| Cosa si richiede |
Riporta tutte le righe dei record in cui compare la parola "front".

########################################

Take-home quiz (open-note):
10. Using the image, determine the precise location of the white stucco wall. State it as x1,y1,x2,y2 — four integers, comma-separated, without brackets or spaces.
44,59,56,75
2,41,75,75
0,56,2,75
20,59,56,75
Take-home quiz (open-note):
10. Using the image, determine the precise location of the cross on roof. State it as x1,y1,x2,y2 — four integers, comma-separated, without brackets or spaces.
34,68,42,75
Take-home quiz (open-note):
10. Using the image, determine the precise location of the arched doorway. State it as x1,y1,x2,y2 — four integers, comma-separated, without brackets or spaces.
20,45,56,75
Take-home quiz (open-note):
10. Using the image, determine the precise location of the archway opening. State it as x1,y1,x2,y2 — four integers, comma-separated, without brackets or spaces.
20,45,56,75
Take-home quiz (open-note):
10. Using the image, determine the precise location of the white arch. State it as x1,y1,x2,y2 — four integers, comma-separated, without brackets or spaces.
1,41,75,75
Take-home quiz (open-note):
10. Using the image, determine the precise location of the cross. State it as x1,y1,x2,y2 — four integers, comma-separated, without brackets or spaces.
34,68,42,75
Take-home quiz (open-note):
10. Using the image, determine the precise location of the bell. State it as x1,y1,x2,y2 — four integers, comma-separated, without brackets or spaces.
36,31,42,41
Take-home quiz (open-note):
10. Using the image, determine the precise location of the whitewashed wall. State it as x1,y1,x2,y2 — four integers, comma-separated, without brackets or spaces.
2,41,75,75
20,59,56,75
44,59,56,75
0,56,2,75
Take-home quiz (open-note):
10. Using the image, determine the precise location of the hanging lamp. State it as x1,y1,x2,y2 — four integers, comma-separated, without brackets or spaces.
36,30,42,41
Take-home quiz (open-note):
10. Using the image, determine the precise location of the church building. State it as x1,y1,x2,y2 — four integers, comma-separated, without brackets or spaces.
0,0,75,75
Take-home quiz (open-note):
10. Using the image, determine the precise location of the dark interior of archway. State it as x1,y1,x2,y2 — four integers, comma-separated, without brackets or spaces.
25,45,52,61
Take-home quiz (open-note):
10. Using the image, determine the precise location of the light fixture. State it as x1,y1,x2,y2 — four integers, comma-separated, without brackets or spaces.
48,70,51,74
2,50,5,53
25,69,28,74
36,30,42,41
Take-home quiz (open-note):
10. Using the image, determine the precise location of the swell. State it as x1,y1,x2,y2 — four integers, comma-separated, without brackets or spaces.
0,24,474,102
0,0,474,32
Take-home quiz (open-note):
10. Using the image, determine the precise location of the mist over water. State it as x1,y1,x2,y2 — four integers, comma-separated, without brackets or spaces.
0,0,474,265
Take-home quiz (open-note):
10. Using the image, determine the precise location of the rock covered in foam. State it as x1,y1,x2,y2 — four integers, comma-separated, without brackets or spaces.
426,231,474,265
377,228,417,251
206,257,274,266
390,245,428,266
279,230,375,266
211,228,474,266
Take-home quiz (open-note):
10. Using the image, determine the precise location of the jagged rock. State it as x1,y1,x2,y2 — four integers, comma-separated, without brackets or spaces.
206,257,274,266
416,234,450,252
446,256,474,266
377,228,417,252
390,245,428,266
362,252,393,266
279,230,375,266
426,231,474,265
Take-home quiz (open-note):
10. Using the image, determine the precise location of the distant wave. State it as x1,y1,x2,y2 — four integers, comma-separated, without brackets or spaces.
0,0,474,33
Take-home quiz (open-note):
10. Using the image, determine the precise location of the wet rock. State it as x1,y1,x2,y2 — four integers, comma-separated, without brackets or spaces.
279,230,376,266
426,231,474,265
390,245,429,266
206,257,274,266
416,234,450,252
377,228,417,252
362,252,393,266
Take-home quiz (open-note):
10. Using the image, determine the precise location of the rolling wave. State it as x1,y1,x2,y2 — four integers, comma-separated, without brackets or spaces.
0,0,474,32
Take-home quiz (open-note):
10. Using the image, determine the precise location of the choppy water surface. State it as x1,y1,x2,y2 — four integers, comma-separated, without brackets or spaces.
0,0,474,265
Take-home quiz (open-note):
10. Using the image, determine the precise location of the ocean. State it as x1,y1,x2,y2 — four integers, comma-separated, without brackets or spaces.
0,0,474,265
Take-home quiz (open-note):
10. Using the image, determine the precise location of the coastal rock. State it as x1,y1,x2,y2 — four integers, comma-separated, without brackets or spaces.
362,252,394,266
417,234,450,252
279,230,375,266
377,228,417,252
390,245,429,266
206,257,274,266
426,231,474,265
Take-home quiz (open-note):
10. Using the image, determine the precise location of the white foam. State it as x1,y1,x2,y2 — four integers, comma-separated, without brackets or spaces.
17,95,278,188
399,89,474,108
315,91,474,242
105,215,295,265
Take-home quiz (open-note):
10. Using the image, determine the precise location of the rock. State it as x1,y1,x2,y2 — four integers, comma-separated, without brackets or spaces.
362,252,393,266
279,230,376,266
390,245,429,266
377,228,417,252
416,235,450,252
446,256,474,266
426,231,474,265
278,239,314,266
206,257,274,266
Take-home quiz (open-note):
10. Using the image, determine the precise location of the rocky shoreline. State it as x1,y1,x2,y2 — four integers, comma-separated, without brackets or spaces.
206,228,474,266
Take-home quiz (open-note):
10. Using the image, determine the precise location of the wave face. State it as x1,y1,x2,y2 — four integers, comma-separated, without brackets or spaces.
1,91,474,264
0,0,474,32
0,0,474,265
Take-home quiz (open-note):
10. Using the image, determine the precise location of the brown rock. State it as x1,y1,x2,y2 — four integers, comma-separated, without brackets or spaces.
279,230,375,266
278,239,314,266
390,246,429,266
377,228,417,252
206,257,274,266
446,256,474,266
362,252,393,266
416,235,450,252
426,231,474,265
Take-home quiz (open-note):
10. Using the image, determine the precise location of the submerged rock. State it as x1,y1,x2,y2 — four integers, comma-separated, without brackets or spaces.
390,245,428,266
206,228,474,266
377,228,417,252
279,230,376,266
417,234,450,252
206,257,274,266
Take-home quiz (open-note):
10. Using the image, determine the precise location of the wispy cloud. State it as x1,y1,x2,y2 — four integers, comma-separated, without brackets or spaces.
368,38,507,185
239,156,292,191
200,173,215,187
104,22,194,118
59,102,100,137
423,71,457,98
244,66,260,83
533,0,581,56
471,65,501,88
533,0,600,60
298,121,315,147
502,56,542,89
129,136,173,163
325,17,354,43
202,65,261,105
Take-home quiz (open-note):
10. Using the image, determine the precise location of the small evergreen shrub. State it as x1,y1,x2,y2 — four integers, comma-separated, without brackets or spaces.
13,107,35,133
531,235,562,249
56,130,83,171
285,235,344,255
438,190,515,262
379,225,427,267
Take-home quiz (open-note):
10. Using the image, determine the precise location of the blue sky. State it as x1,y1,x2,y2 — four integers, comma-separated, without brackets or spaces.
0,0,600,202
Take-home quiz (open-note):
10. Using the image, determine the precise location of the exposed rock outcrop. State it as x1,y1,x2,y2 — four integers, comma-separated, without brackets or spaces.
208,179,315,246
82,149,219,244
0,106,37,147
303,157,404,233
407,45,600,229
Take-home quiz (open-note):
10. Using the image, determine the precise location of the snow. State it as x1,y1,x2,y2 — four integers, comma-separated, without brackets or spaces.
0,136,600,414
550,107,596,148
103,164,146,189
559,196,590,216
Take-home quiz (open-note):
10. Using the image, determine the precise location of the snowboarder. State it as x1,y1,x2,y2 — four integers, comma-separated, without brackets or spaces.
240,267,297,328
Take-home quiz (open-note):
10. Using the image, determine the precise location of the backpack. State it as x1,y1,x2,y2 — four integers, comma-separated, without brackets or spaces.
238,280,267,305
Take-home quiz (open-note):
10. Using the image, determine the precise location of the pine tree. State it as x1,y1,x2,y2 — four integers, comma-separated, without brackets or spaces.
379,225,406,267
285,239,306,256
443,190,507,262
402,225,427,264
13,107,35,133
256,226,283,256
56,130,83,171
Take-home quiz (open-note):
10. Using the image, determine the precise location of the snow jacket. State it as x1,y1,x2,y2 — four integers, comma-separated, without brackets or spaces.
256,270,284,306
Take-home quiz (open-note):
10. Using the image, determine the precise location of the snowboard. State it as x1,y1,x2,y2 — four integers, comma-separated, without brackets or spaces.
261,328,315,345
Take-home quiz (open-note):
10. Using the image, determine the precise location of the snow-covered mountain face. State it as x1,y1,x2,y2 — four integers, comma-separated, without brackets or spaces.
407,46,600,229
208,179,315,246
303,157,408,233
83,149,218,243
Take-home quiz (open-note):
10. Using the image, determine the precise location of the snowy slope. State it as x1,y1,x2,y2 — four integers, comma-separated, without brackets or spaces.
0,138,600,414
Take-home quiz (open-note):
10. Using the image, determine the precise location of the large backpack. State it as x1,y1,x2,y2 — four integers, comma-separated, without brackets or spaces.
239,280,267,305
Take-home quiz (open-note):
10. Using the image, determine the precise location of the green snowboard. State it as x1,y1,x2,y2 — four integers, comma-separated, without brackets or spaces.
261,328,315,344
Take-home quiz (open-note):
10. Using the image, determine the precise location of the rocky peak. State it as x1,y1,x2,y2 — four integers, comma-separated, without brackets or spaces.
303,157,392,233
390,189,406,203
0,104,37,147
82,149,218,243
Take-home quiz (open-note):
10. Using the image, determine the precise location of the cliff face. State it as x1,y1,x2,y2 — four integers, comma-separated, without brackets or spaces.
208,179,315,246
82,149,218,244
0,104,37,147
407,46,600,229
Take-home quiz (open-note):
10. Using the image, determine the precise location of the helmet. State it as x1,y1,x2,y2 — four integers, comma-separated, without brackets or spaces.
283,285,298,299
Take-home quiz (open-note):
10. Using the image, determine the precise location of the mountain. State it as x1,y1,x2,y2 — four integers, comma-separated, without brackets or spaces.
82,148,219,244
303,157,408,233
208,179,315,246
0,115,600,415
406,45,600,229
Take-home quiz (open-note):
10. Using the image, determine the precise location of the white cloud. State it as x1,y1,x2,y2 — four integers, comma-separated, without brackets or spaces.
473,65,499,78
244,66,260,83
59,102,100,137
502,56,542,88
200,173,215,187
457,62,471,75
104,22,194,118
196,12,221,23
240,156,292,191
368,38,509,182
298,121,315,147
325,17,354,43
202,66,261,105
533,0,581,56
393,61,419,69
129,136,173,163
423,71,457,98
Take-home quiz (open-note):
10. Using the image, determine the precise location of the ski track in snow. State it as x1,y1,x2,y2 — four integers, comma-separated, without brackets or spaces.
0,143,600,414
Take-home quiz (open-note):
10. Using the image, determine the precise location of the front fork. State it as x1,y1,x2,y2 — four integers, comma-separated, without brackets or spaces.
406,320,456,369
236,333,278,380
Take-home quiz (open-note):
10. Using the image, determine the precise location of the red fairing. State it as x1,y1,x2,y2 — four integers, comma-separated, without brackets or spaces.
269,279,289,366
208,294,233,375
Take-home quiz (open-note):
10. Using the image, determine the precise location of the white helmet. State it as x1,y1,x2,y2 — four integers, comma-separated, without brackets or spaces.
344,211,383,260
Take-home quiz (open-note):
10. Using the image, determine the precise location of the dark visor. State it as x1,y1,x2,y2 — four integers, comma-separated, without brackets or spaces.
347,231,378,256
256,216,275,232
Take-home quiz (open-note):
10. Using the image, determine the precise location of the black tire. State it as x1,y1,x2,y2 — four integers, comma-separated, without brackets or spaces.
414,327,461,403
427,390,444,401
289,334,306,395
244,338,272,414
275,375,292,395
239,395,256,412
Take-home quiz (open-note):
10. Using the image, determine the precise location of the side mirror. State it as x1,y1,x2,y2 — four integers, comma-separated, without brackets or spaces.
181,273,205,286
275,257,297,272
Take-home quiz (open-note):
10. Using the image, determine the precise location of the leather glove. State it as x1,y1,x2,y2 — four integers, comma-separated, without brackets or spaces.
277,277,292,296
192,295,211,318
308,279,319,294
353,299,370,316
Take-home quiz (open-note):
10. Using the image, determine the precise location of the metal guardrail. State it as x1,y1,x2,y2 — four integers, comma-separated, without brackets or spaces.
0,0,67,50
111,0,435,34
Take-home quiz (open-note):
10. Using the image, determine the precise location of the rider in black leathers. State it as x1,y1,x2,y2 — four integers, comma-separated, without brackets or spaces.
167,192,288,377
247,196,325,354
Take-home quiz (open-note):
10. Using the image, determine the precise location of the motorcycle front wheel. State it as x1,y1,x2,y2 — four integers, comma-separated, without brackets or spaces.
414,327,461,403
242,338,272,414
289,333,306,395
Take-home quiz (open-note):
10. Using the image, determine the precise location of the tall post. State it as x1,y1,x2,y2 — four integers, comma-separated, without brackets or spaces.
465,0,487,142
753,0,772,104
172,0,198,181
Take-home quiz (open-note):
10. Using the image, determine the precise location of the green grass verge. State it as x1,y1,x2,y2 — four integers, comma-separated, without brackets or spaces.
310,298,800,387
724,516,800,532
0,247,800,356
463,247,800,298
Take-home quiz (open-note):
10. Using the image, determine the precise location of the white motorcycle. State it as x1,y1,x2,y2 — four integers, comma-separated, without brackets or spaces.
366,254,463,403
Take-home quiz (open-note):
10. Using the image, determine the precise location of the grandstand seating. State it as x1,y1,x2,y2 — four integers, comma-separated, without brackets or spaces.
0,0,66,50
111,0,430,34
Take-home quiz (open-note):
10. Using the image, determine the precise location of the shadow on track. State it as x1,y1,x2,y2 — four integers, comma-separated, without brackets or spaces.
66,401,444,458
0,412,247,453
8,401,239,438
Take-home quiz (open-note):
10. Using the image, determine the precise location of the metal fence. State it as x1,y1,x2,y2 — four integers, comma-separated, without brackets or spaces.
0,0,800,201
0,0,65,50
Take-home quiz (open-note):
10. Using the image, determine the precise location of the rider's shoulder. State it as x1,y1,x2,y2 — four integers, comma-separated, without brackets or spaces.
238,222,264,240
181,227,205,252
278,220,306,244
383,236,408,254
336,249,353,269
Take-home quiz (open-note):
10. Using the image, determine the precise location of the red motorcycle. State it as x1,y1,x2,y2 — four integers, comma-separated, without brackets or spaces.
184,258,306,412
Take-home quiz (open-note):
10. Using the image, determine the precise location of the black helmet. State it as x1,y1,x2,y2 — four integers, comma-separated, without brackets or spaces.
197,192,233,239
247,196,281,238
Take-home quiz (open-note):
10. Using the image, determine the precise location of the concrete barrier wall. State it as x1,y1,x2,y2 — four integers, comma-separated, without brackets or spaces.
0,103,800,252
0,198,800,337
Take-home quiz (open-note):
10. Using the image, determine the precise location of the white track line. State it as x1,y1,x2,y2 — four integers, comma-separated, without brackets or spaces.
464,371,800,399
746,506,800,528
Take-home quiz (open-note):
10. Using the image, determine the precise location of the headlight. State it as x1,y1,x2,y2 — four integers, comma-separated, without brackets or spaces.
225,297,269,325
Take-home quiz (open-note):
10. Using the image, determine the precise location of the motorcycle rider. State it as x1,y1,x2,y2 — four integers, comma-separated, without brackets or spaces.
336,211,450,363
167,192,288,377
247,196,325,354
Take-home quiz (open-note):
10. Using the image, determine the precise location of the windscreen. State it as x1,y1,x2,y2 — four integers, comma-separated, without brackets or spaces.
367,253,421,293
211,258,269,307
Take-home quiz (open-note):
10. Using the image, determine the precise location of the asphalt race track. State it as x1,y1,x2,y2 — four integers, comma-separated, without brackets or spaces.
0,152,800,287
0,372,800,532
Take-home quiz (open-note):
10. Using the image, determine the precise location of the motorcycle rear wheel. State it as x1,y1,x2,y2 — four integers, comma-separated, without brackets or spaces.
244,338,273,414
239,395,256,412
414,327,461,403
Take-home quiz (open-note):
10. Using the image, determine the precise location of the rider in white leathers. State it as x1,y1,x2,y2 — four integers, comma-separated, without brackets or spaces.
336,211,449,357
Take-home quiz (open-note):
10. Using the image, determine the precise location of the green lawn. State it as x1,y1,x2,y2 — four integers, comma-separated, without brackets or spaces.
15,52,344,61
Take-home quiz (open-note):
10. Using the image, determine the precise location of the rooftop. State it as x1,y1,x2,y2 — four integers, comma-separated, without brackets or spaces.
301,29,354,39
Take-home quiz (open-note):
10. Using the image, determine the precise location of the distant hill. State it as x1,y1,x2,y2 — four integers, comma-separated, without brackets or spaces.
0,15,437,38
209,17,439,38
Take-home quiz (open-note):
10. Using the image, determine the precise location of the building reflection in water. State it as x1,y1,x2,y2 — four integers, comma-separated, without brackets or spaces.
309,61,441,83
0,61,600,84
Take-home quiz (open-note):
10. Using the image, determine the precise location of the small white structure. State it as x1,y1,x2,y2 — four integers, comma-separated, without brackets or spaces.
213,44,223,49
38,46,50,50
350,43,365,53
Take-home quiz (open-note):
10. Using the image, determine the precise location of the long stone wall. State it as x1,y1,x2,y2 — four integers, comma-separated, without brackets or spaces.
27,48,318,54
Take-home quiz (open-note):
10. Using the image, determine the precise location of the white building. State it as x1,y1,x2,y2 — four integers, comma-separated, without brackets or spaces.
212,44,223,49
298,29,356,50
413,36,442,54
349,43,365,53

########################################

| Compito svolto |
10. Using the image, determine the precise location of the front fork. State it as x1,y1,x2,y2 — four integers, comma-separated, without brackets or spaces.
10. Using the image, determine the precise location of the motorcycle front wheel. State it as x1,y1,x2,y2 — four integers, comma-separated, without brackets or spaces.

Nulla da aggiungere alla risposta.